▸ PROBLEM DESCRIPTION
Which lines of the entries hold the string "segment"? Copy each one.

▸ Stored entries
╔══
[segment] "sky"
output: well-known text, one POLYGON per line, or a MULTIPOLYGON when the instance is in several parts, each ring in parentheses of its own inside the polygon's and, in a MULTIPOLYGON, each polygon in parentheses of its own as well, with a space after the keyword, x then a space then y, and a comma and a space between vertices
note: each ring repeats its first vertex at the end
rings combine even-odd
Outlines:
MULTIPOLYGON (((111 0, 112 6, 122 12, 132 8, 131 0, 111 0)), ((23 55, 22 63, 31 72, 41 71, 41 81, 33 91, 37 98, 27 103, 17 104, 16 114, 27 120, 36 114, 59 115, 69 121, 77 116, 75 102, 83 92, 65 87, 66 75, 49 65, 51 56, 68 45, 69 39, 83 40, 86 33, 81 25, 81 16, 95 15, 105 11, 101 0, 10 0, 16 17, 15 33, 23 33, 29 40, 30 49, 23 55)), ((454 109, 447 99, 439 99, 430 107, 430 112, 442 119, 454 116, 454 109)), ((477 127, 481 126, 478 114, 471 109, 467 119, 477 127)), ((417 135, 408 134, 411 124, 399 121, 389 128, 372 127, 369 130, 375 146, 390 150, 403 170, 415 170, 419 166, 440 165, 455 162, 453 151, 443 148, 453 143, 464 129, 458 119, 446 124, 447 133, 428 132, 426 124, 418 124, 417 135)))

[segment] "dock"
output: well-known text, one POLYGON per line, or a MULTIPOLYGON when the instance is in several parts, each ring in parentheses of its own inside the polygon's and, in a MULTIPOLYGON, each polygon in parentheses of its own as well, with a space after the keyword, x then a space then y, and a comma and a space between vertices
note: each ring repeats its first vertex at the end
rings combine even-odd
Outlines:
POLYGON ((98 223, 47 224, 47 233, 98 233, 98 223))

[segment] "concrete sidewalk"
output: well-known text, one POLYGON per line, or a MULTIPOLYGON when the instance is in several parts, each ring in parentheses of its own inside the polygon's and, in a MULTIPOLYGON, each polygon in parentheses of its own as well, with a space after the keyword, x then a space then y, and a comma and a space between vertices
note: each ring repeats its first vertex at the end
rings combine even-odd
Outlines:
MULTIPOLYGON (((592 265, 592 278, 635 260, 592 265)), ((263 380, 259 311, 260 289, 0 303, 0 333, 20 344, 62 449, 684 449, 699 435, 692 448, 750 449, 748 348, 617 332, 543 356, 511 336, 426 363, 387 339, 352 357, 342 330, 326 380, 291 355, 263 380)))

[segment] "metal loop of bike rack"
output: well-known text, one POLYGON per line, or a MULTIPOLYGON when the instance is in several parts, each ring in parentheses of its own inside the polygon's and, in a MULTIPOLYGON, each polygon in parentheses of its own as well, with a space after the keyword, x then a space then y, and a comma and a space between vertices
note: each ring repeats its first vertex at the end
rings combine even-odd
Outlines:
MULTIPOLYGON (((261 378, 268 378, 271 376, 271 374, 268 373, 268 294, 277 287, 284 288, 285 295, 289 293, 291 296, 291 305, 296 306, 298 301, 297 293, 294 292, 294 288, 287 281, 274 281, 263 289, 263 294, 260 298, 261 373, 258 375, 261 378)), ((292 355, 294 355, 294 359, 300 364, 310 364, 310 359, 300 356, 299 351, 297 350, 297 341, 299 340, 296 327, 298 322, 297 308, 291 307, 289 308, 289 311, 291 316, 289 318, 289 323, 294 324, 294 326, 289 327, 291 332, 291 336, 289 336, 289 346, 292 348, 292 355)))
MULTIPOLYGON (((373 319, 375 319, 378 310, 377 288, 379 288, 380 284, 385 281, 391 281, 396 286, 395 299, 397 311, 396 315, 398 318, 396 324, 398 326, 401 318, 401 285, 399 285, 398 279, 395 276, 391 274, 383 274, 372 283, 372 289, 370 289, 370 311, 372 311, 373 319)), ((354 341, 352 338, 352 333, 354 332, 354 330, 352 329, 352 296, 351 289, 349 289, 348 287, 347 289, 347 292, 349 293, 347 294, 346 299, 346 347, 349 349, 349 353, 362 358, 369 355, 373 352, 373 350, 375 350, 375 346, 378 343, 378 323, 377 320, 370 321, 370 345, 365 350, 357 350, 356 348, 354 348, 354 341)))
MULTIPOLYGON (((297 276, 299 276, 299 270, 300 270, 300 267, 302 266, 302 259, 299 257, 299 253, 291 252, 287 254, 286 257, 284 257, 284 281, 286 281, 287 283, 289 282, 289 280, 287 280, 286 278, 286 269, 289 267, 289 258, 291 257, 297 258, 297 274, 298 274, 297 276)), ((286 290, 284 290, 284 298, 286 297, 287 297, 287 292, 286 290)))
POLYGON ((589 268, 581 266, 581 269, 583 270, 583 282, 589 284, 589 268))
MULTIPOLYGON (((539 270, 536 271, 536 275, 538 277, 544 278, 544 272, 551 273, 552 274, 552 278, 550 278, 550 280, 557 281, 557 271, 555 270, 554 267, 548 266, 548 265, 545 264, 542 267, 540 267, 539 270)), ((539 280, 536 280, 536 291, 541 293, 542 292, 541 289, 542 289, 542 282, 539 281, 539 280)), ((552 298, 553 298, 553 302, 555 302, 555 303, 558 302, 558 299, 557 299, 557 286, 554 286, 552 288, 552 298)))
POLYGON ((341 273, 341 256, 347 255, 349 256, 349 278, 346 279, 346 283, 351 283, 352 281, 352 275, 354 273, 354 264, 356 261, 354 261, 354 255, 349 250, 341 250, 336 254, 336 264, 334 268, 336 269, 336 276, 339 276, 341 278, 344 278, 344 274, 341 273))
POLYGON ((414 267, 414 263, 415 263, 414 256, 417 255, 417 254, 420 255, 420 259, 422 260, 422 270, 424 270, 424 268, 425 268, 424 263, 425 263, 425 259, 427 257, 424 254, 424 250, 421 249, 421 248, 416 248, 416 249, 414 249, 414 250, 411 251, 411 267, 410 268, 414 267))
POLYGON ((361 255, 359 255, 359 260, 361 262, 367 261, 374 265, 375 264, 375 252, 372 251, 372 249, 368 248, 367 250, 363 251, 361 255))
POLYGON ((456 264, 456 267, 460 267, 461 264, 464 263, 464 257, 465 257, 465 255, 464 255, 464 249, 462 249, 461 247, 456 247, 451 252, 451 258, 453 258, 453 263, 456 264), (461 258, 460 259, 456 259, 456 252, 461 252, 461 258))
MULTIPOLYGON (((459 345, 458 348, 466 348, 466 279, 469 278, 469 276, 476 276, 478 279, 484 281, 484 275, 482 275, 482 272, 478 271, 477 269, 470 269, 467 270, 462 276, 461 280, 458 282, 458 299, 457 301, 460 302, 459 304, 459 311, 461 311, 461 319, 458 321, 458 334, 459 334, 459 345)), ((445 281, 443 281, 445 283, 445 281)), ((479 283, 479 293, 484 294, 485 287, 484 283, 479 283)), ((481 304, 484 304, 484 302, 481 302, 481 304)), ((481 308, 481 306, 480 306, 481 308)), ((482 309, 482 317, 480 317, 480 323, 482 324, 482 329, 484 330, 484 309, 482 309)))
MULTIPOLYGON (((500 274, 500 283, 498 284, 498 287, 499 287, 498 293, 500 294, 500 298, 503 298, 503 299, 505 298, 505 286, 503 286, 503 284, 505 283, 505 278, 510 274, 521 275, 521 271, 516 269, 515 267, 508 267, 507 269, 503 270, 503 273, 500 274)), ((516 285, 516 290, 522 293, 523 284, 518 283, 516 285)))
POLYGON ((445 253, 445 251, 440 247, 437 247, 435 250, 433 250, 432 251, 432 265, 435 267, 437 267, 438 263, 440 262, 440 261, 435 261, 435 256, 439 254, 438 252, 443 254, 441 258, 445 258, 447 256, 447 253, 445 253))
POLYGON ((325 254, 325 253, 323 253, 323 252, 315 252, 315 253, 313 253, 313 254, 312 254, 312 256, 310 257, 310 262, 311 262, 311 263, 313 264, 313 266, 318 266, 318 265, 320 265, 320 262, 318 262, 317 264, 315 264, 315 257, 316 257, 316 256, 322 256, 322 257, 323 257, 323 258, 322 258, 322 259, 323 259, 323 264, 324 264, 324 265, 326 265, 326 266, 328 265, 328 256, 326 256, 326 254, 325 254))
╚══
▸ ANSWER AREA
[segment] "sky"
[segment] "dock"
[segment] "concrete sidewalk"
[segment] "metal loop of bike rack"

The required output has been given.